Non so se tra rocce il tuo pallido Viso m’apparve, o sorriso Di lontananze ignote Fosti, la china eburnea Fronte fulgente o giovine Suora de la Gioconda: O delle primavere Spente, per i tuoi mitici pallori O Regina o Regina adolescente: Ma per il tuo ignoto poema Di voluttà e di dolore Musica fanciulla esangue, Segnato di linea di sangue Nel cerchio delle labbra sinuose, Regina de la melodia: Ma per il vergine capo Reclino, io poeta notturno Vegliai le stelle vivide nei pelaghi del cielo, Io per il tuo dolce mistero Io per il tuo divenir taciturno. Non so se la fiamma pallida Fu dei capelli il vivente Segno del suo pallore, Non so se fu un dolce vapore, Dolce sul mio dolore, Sorriso di un volto notturno: Guardo le bianche rocce le mute fonti dei venti E l’immobilità dei firmamenti E i gonfi rivi che vanno piangenti E l’ombre del lavoro umano curve là sui poggi algenti E ancora per teneri cieli lontane chiare ombre correnti E ancora ti chiamo ti chiamo Chimera. (Da La Chimera)

Requisiti del compito
Nella poesia, per quali ragioni l'io che si definisce «poeta notturno» dichiara di aver vegliato «le stelle vivide nei pelaghi del cielo»? Rispondi in una-tre frasi. L'elenco non ha alcun ruolo in questo lavoro.

Elenco fornito
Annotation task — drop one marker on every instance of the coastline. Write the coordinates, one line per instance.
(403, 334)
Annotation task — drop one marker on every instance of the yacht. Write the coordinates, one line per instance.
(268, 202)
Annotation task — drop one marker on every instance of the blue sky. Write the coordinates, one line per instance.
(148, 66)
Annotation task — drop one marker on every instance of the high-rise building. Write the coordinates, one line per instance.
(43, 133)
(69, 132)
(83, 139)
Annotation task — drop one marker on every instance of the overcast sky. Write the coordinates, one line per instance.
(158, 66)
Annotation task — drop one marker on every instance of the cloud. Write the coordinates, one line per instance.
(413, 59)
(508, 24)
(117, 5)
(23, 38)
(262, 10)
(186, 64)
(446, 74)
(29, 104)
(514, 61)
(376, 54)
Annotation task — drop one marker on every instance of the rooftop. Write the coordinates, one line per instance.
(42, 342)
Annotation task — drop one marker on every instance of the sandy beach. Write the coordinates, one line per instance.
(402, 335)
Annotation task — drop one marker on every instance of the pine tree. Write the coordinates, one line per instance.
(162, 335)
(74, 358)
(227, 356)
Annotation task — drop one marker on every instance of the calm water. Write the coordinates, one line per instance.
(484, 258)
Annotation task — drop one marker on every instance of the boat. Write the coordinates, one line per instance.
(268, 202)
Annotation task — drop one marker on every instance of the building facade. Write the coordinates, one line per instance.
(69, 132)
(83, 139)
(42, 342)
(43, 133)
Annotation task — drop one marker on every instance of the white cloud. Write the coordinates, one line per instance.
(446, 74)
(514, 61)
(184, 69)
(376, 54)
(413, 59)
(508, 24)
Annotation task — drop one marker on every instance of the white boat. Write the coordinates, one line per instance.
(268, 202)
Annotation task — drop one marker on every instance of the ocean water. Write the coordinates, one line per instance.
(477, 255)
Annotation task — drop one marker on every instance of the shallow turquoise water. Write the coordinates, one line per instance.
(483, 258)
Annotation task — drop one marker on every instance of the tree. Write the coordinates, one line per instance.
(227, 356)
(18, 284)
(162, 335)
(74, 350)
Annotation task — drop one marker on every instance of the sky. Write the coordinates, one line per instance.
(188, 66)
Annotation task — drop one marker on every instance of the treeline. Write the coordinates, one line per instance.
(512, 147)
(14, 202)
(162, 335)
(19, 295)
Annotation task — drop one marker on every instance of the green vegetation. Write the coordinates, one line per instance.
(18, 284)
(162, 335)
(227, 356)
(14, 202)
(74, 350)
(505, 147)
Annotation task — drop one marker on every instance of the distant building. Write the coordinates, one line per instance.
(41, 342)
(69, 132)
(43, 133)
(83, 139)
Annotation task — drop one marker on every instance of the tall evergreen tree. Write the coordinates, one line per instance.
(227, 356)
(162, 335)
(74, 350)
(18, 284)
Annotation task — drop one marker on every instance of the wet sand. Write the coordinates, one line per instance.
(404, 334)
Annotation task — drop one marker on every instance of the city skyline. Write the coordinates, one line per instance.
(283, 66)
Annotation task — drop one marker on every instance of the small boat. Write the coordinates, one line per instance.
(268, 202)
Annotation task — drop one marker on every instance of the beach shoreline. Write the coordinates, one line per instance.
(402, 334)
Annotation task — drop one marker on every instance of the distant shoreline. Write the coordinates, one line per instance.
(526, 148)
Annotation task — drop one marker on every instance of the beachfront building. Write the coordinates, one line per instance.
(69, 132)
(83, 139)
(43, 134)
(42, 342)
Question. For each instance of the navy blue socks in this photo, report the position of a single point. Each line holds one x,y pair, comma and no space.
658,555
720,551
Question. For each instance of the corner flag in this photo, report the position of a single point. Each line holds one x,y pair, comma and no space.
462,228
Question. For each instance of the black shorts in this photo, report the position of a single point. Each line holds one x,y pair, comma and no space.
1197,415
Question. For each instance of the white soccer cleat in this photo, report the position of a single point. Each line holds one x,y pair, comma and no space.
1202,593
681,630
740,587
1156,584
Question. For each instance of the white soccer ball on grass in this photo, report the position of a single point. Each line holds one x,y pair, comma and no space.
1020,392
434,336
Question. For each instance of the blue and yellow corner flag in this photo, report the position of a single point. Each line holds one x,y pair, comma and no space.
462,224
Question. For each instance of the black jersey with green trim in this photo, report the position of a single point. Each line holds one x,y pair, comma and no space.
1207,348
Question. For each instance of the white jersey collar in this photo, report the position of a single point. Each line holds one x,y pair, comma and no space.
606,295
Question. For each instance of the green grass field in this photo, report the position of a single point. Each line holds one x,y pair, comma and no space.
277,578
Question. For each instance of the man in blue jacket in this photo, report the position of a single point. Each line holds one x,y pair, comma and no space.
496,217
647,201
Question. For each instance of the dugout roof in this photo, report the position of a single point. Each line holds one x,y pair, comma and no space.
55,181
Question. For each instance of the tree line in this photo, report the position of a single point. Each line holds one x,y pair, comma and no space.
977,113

Risposta al compito
Il poeta notturno dichiara di aver vegliato le stelle per il «vergine capo Reclino» della figura a cui si rivolge. Lo fa anche per il suo «dolce mistero» e per il suo «divenir taciturno».